**** Selected passage ****

Thursday, July 5, 2012

Is The Equity Market Topping?

Topics Covered
  • Narrowing breadth speaks of an equity market top
  • Narrow trading range for Long Bond Treasury prices
  • Silver finds itself at a major technical decision point 
Weekly Overview
The mean reversion rally continues, helped by the announcement coming out of the Eurozone. Main beneficiaries so far have been commodity prices, especially Crude Oil which has rallied over 10% in less than a week. Agriculture is taking off, despite an abundance of bears calling for lower prices, with Wheat now at $8 a bushel. The bottom line still remains the same: investors are fearful of a disorderly default in the Eurozone and intense funding pressure on large economies like Spain and Italy. At the same time, Asia and especially China is slowing down meaningfully. At present, bearish trades remain slightly crowded, but not as much as they were at the start of the month.

Global Macro
Nothing new to report. Refer to the side menu for previous articles.

****

:: Work instructions ::
[a] Translate this sentence from the market commentary into Spanish: "Main beneficiaries so far have been commodity prices, especially Crude Oil which has rallied over 10% in less than a week."
[b] Pick up the market commentary on equities and commodities after its final sentence, "Refer to the side menu for previous articles."
The rows have no role in this work.

**** Extracted data ****

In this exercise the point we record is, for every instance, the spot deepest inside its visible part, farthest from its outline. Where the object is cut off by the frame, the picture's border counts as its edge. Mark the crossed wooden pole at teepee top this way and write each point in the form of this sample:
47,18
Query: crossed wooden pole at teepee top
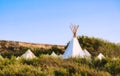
74,29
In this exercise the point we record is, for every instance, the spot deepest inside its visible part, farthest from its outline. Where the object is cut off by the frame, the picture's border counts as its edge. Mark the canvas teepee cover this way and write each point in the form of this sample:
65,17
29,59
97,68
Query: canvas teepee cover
73,49
28,55
87,54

****

:: Set of answers ::
[a] Los principales beneficiarios hasta ahora han sido los precios de las materias primas, especialmente el petróleo crudo, que ha subido más de un 10 % en menos de una semana.

[b]
Economic Data
Nothing new to report. Refer to the side menu for previous articles.

Equity Markets
The title of this update reads: "Is The Equity Market Topping?" First of all, let me explain what I mean by that question. Market tops are a process and not an event. Therefore it takes months, sometimes even quarters for the market to establish a topping pattern. Afterwards, it also takes months for the market to slowly start declining before the downtrend becomes obvious to many. What I am doing here is investigating the possibility of current conditions meeting that of a market topping process. So let us start...
One of the most important lessons I got taught from reading Marc Faber's newsletters over the years (highly recommend his subscription over at Gloom Boom & Doom) is that equity markets will discount majority of the recovery very early on. In other words, majority of the gains within the current bull market occur at the beginning of the rally. In the chart above, thanks to the UBS newsletter, we can notice that within the first 12 months S&P 500 gained about 80% and since then it has been a bunch of volatility with barely any progress - 12% gain in 24 months or 6 percent per annum. That is one of the first signs that the current cyclical bull market, which started in March 2009, is ageing and slowing down. A side note: obviously traders will comment on how there is large amount of money to be made in between those swings - fair enough. This is a post about the next major move in markets, not the next minor swing.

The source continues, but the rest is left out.